> OBJECTIF VISÉ
D'après le texte sélectionné, quelle juridiction a rendu la décision n° 20LY03360 du 15 avril 2021 ?

> TEXTE SÉLECTIONNÉ
Confirmation et application de la réglementation
De la même façon, la Cour administrative d’appel de Lyon avait eu l’occasion de confirmer cette position : bien que l’employeur public dispose de la faculté d’indemniser les jours non pris ou de les verser sur le régime additionnel de retraite, aucune disposition ne prévoit de défalquer du compte épargne temps de l’agent, les heures qu’il n’a pas réalisées.
Cour administrative d’appel de Lyon, 15 avril 2021, n° 20LY03360
C’est à nouveau ce que vient rappeler le juge administratif par une décision en date du 26 février 2024, rappelant l’application de la réglementation précitée et de manière subséquente, l’absence de porosité d’année en année des compteurs des agents.
Conseil d’État, 26 février 2024, n° 453669
Dans cet arrêt de principe, le Conseil d’État reprécise que si l’autorité compétente peu prévoir des reports infra-annuels de déficits ou d’excédents horaires entre cycles, la réglementation fait obstacle à ce que l’écart constaté entre les service annuel horaire effectué par un agent et le volume annuel de travail auquel il est soumis puisse avoir pour effet de modifier, par report, ses obligations horaires de l’année suivante.

> DONNÉES À ANALYSER
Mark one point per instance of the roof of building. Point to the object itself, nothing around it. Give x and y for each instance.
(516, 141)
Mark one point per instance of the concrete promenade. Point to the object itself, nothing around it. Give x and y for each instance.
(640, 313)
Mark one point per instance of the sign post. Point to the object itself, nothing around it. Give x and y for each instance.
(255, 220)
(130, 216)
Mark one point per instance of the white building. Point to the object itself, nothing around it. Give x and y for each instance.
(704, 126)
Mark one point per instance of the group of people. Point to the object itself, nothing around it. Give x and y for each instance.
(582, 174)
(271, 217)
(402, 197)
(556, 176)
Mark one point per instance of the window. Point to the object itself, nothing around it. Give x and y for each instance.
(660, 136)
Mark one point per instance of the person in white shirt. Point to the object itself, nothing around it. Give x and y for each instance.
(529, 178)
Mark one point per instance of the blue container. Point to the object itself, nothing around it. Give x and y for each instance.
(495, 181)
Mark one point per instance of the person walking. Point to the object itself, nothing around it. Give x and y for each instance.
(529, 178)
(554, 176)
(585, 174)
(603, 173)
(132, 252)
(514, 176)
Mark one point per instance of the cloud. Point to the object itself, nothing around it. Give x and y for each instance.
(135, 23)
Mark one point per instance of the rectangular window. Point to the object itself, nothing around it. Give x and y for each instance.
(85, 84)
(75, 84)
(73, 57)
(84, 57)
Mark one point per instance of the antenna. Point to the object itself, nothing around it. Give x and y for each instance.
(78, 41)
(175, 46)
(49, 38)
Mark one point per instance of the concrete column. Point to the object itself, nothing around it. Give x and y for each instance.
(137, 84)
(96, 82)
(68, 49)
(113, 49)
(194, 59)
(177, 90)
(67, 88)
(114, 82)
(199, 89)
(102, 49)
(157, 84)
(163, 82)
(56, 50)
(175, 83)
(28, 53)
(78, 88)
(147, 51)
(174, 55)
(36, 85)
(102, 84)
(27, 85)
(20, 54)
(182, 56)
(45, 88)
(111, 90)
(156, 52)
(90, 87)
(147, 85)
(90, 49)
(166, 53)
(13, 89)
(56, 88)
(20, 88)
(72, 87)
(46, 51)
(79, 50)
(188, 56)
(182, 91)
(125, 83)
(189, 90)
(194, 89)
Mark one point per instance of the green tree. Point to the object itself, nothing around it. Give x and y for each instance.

> RÉPONSE AU PROBLÈME
La Cour administrative d'appel de Lyon.